Job: Render every line of the listing below as a Markdown table with the columns Row and Line, numbering the rows and omitting blank lines. Keep the pictures out of the table.
## Start
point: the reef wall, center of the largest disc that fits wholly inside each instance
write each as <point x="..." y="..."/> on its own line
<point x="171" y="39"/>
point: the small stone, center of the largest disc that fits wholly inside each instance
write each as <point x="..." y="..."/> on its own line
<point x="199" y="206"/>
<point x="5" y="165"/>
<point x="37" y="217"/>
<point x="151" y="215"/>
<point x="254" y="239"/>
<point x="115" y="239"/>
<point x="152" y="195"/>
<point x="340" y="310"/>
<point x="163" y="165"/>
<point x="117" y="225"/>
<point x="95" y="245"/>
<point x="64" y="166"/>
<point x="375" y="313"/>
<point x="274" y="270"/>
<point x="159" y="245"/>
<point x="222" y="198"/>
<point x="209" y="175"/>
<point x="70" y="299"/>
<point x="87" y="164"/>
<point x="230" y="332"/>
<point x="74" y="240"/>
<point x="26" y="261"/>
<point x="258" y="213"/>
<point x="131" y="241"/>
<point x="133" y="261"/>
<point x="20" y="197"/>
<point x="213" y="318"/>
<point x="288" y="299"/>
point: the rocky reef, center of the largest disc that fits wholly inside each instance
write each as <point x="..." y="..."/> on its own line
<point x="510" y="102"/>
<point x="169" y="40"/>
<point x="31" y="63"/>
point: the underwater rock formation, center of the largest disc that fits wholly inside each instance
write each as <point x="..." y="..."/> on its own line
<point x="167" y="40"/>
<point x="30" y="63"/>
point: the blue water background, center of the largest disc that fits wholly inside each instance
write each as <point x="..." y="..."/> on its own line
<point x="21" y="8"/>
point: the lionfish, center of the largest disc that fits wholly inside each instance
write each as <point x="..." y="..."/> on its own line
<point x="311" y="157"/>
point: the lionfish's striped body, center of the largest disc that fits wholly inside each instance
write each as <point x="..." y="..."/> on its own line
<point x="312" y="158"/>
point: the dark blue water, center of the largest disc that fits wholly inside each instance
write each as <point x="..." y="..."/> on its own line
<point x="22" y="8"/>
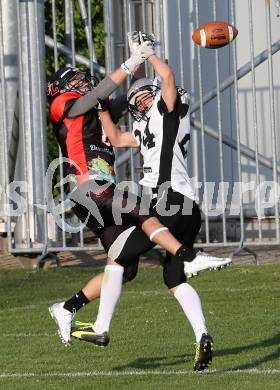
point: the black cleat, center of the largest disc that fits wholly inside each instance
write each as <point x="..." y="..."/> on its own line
<point x="85" y="332"/>
<point x="203" y="353"/>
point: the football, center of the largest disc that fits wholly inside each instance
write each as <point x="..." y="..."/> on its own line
<point x="214" y="34"/>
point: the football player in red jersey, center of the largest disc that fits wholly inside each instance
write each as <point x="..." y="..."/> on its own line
<point x="73" y="110"/>
<point x="161" y="130"/>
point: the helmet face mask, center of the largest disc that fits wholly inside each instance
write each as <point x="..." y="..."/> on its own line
<point x="69" y="79"/>
<point x="140" y="97"/>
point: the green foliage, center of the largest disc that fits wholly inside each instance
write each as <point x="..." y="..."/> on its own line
<point x="80" y="45"/>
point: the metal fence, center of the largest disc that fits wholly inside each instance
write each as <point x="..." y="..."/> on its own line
<point x="234" y="151"/>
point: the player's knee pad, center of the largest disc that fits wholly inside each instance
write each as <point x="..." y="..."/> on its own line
<point x="130" y="272"/>
<point x="173" y="272"/>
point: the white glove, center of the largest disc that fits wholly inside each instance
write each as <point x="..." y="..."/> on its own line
<point x="147" y="41"/>
<point x="133" y="41"/>
<point x="141" y="53"/>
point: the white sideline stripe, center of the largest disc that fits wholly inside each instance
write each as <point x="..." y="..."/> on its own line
<point x="145" y="292"/>
<point x="253" y="371"/>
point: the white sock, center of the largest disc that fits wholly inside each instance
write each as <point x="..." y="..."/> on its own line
<point x="190" y="303"/>
<point x="110" y="293"/>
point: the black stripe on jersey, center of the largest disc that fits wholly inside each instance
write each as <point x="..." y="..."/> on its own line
<point x="170" y="131"/>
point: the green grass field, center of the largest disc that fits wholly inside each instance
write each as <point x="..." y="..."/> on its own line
<point x="151" y="342"/>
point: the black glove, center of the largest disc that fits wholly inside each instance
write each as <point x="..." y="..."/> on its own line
<point x="103" y="104"/>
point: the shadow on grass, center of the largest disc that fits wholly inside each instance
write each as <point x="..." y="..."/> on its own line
<point x="161" y="361"/>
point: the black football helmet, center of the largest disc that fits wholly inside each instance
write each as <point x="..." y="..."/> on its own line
<point x="59" y="83"/>
<point x="138" y="88"/>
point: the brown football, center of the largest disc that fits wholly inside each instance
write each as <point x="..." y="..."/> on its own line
<point x="215" y="34"/>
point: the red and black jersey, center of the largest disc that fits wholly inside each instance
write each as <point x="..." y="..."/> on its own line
<point x="81" y="139"/>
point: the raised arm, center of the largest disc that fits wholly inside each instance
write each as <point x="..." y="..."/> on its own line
<point x="111" y="82"/>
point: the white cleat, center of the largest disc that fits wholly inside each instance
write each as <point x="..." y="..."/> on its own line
<point x="63" y="319"/>
<point x="204" y="262"/>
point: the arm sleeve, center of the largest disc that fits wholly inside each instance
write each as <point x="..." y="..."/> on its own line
<point x="118" y="107"/>
<point x="104" y="89"/>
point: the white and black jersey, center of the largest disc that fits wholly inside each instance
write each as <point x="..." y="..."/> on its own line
<point x="163" y="139"/>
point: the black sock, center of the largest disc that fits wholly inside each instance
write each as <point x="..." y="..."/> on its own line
<point x="75" y="303"/>
<point x="185" y="254"/>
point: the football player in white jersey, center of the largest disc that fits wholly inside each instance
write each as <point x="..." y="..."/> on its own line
<point x="161" y="130"/>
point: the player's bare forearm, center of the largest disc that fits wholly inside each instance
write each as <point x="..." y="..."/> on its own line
<point x="117" y="138"/>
## End
Problem solution:
| Row | Line |
|---|---|
| 1 | point: the reef wall, center of the largest disc that fits wholly inside each instance |
| 2 | write each as <point x="..." y="..."/> on its own line |
| 3 | <point x="171" y="39"/> |
| 4 | point: the small stone, center of the largest disc that fits wholly inside each instance |
| 5 | write each as <point x="..." y="..."/> on its own line |
| 6 | <point x="199" y="206"/> |
| 7 | <point x="5" y="165"/> |
| 8 | <point x="37" y="217"/> |
| 9 | <point x="151" y="215"/> |
| 10 | <point x="254" y="239"/> |
| 11 | <point x="115" y="239"/> |
| 12 | <point x="152" y="195"/> |
| 13 | <point x="340" y="310"/> |
| 14 | <point x="163" y="165"/> |
| 15 | <point x="117" y="225"/> |
| 16 | <point x="95" y="245"/> |
| 17 | <point x="64" y="166"/> |
| 18 | <point x="375" y="313"/> |
| 19 | <point x="274" y="270"/> |
| 20 | <point x="159" y="245"/> |
| 21 | <point x="222" y="198"/> |
| 22 | <point x="209" y="175"/> |
| 23 | <point x="70" y="299"/> |
| 24 | <point x="87" y="164"/> |
| 25 | <point x="230" y="332"/> |
| 26 | <point x="74" y="240"/> |
| 27 | <point x="26" y="261"/> |
| 28 | <point x="258" y="213"/> |
| 29 | <point x="131" y="241"/> |
| 30 | <point x="133" y="261"/> |
| 31 | <point x="20" y="197"/> |
| 32 | <point x="213" y="318"/> |
| 33 | <point x="288" y="299"/> |
| 34 | point: the rocky reef, center of the largest disc that fits wholly inside each instance |
| 35 | write each as <point x="..." y="..."/> on its own line |
| 36 | <point x="510" y="102"/> |
| 37 | <point x="169" y="40"/> |
| 38 | <point x="31" y="63"/> |
| 39 | point: the underwater rock formation, center of the largest disc that fits wholly inside each instance |
| 40 | write each as <point x="..." y="..."/> on its own line |
| 41 | <point x="167" y="40"/> |
| 42 | <point x="30" y="63"/> |
| 43 | point: the blue water background, center of the largest disc that fits wholly inside each instance |
| 44 | write each as <point x="..." y="..."/> on its own line |
| 45 | <point x="21" y="8"/> |
| 46 | point: the lionfish, center of the largest disc that fits wholly inside each instance |
| 47 | write each as <point x="..." y="..."/> on its own line |
| 48 | <point x="311" y="157"/> |
| 49 | point: the lionfish's striped body, center of the largest disc that fits wholly inside each instance |
| 50 | write each as <point x="..." y="..."/> on its own line |
| 51 | <point x="312" y="158"/> |
| 52 | point: the dark blue water, center of the largest disc that fits wholly inside each instance |
| 53 | write each as <point x="..." y="..."/> on its own line |
| 54 | <point x="22" y="8"/> |
| 55 | point: the black cleat, center of the largest disc that fits wholly inside each instance |
| 56 | write each as <point x="..." y="..."/> on its own line |
| 57 | <point x="85" y="332"/> |
| 58 | <point x="203" y="353"/> |
| 59 | point: the football, center of the largest disc that fits wholly inside each instance |
| 60 | write each as <point x="..." y="..."/> on its own line |
| 61 | <point x="214" y="34"/> |
| 62 | point: the football player in red jersey, center of the largest disc that fits wholly inside each instance |
| 63 | write each as <point x="..." y="..."/> on its own line |
| 64 | <point x="73" y="110"/> |
| 65 | <point x="161" y="130"/> |
| 66 | point: the helmet face mask, center of the largest disc that fits wholly inside each instance |
| 67 | write each as <point x="..." y="..."/> on its own line |
| 68 | <point x="69" y="79"/> |
| 69 | <point x="140" y="97"/> |
| 70 | point: the green foliage, center of the largest disc that fits wholly inside each instance |
| 71 | write each as <point x="..." y="..."/> on its own line |
| 72 | <point x="80" y="45"/> |
| 73 | point: the metal fence, center of the largest disc that fits wholly inside each instance |
| 74 | write each as <point x="..." y="..."/> on its own line |
| 75 | <point x="234" y="151"/> |
| 76 | point: the player's knee pad, center of the largest disc that fits wholly inside each instance |
| 77 | write each as <point x="..." y="..."/> on its own line |
| 78 | <point x="130" y="272"/> |
| 79 | <point x="173" y="272"/> |
| 80 | point: the white glove, center of the largest disc that fits wholly inside each instance |
| 81 | write each as <point x="..." y="..."/> on its own line |
| 82 | <point x="147" y="41"/> |
| 83 | <point x="133" y="41"/> |
| 84 | <point x="141" y="53"/> |
| 85 | point: the white sideline stripe, center of the largest disc that fits wholly inside each instance |
| 86 | write each as <point x="..." y="..."/> on its own line |
| 87 | <point x="145" y="292"/> |
| 88 | <point x="253" y="371"/> |
| 89 | point: the white sock, center of the largest disc that fits wholly inside each instance |
| 90 | write each as <point x="..." y="..."/> on its own line |
| 91 | <point x="190" y="303"/> |
| 92 | <point x="110" y="293"/> |
| 93 | point: the black stripe on jersey, center of the largest disc that fits wholly inside each instance |
| 94 | write each as <point x="..." y="..."/> on its own line |
| 95 | <point x="170" y="131"/> |
| 96 | point: the green grass field, center of the largest disc that fits wholly inside each instance |
| 97 | write each as <point x="..." y="..."/> on its own line |
| 98 | <point x="151" y="342"/> |
| 99 | point: the black glove, center of the largest disc that fits wholly inside each instance |
| 100 | write each as <point x="..." y="..."/> on its own line |
| 101 | <point x="103" y="104"/> |
| 102 | point: the shadow on grass, center of the largest disc that fits wholly inside each instance |
| 103 | write each as <point x="..." y="..."/> on its own line |
| 104 | <point x="161" y="361"/> |
| 105 | point: the black football helmet, center of the largest disc that fits wholly inside each instance |
| 106 | write each as <point x="..." y="..."/> on its own line |
| 107 | <point x="59" y="83"/> |
| 108 | <point x="138" y="88"/> |
| 109 | point: the brown football, center of the largest disc that fits wholly inside each instance |
| 110 | write each as <point x="..." y="..."/> on its own line |
| 111 | <point x="215" y="34"/> |
| 112 | point: the red and black jersey, center of the largest disc that fits wholly inside each instance |
| 113 | write each as <point x="..." y="..."/> on its own line |
| 114 | <point x="81" y="139"/> |
| 115 | point: the raised arm, center of the largest disc that fits wholly inside each instance |
| 116 | write each as <point x="..." y="..."/> on its own line |
| 117 | <point x="111" y="82"/> |
| 118 | point: the white cleat, center of the largest disc that fits wholly inside each instance |
| 119 | write each as <point x="..." y="..."/> on its own line |
| 120 | <point x="63" y="319"/> |
| 121 | <point x="204" y="262"/> |
| 122 | point: the arm sleeve, center of the largest disc that fits wholly inside each instance |
| 123 | write each as <point x="..." y="..."/> on its own line |
| 124 | <point x="118" y="107"/> |
| 125 | <point x="104" y="89"/> |
| 126 | point: the white and black jersey, center of the largest disc that fits wholly inside each instance |
| 127 | write each as <point x="..." y="..."/> on its own line |
| 128 | <point x="163" y="139"/> |
| 129 | point: the black sock, center of the largest disc that fits wholly inside each instance |
| 130 | write each as <point x="..." y="..."/> on its own line |
| 131 | <point x="75" y="303"/> |
| 132 | <point x="185" y="254"/> |
| 133 | point: the football player in white jersey, center of the largest disc that fits wholly inside each instance |
| 134 | write each as <point x="..." y="..."/> on its own line |
| 135 | <point x="161" y="130"/> |
| 136 | point: the player's bare forearm, center of the largest disc that fits wholly inside each instance |
| 137 | write each as <point x="..." y="..."/> on its own line |
| 138 | <point x="117" y="138"/> |